• [What the task asks] Quote every line of the material beneath this one.

• [Records for processing]
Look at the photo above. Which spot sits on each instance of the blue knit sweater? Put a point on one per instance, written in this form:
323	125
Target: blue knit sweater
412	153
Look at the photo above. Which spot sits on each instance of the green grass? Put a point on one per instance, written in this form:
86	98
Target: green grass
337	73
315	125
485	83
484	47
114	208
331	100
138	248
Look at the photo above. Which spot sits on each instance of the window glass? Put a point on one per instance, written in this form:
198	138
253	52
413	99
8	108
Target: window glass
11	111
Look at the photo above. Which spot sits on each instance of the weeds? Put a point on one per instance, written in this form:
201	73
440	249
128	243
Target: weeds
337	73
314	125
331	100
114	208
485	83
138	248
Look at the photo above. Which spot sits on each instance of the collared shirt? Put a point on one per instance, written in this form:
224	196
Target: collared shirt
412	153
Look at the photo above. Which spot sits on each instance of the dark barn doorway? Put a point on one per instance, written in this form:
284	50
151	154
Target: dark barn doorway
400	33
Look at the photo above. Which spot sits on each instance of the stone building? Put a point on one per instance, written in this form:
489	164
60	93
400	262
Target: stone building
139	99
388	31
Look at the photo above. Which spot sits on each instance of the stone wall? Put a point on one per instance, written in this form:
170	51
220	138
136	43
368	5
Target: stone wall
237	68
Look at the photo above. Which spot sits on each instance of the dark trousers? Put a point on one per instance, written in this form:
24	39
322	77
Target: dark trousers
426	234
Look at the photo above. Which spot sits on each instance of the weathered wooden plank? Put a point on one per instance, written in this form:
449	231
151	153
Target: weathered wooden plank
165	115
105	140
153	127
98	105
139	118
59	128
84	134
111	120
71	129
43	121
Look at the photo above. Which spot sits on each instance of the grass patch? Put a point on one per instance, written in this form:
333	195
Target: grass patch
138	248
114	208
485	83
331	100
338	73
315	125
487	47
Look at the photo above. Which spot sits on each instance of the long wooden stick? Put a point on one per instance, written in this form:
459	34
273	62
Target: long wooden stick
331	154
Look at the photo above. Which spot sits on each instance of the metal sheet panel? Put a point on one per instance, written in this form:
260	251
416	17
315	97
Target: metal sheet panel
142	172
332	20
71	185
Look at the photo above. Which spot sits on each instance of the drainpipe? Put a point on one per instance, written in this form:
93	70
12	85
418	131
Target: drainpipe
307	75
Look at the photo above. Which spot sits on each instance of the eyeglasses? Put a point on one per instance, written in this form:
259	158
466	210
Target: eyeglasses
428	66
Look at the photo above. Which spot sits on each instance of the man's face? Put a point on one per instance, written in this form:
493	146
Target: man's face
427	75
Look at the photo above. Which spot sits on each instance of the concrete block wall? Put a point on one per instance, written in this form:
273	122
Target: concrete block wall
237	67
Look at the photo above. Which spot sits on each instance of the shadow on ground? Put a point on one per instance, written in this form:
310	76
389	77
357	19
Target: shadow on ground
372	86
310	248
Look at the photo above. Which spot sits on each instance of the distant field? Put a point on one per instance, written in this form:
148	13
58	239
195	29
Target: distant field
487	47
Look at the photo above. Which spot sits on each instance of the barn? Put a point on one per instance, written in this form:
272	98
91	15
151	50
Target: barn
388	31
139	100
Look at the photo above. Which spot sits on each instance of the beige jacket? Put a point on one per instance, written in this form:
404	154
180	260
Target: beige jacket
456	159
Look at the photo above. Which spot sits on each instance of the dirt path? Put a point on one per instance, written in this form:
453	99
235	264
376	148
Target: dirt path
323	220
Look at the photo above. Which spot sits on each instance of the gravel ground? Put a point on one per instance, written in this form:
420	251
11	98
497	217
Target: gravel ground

• [Exercise answer]
Look at the photo above. Which spot sits on each instance of the blue knit sweater? Put a point on one per instance, written in this form:
323	125
Target: blue knit sweater
412	153
Look at the photo above. Which spot sits on each instance of the green grass? Put a point on one per instance, written in this form:
86	98
Target: green grass
337	73
315	125
485	83
484	47
114	208
331	100
138	248
Look at the photo above. Which spot sits on each instance of the window glass? Put a point on one per instance, written in this form:
198	138
253	52
413	99
8	108
Target: window glass
11	111
Look at the photo above. Which spot sits on each instance of the weeds? Put a point on one per instance, written in this form:
201	73
440	249
128	243
Target: weeds
337	73
314	125
331	100
114	208
485	83
138	248
Look at the photo above. Which spot sits on each instance of the collared shirt? Put a point on one per instance, written in this form:
224	196
Target: collared shirt
412	153
Look at the photo above. Which spot sits on each instance of the dark barn doorway? Put a point on one per instance, written in this form:
284	50
151	154
Target: dark barn doorway
400	33
Look at the photo above. Which spot sits on each instance of the stone building? Put a point on one per instance, written in this form:
489	164
60	93
400	262
Target: stone building
139	99
388	31
Look at the photo above. Which spot sits on each instance of the stone wall? Put a point on one per instance, written in this form:
170	51
220	138
136	43
368	5
Target: stone wall
237	68
Look at the photo above. Which spot sits on each instance of the dark trousers? Put a point on one per instance, written in this form:
24	39
322	77
Target: dark trousers
426	234
Look at the photo above. Which spot sits on each instance of the weathered wooden plank? Put a point on one per instance, written in this form:
449	231
151	153
Target: weathered wooden plank
165	115
105	140
153	127
98	105
139	118
59	128
84	134
111	120
71	129
43	121
Look at the photo above. Which spot sits on each instance of the grass patch? Put a point on one per instance, written in this form:
333	195
Target: grass patch
138	248
114	208
485	83
331	100
338	73
315	125
487	47
Look at the photo above. Which spot sits on each instance of the long wooden stick? Put a point on one per instance, written in this form:
459	34
273	62
Target: long wooden stick
331	154
Look at the photo above. Which spot sits on each instance of the metal sheet panel? Put a point on one per instance, written in this form:
260	251
416	17
315	97
Target: metal sheet panel
142	172
332	20
71	185
Look at the photo above. Which spot sits on each instance of the drainpipe? Put a point on one per instance, written in this form:
93	70
12	85
418	131
Target: drainpipe
307	75
Look at the photo above. Which spot sits on each instance of the eyeglasses? Put a point on one per instance, written in this form:
259	158
466	210
Target: eyeglasses
428	66
Look at the photo above. Which spot sits on each instance of the man's face? Put a point on one per instance, written in this form:
493	146
Target: man's face
427	75
Look at the photo above. Which spot sits on each instance of the concrete block wall? Put a point on one per instance, written in this form:
273	122
Target: concrete block wall
237	67
Look at the photo above. Which spot sits on each instance of the shadow on ground? Put a point on one per instance, written in this form:
310	76
389	77
357	19
Target: shadow on ground
372	86
310	248
Look at the photo above. Which spot sits on each instance of the distant field? Put a point on one per instance, written in this form:
148	13
58	239
195	29
Target: distant field
487	47
Look at the photo above. Which spot sits on each instance of the barn? Put a point on one per instance, written in this form:
272	98
91	15
151	50
Target: barn
388	31
139	100
Look at the photo above. Which spot sits on each instance of the beige jacket? Put a point on one per instance, written in this form:
404	154
180	260
Target: beige jacket
456	159
Look at the photo above. Which spot sits on each instance of the dirt path? Put a point on one per instance, written in this form:
453	99
235	264
376	148
Target: dirt path
323	220
Look at the photo above. Which spot sits on each instance of the gravel ground? Put a point on one per instance, written in this form:
420	251
11	98
497	217
Target: gravel ground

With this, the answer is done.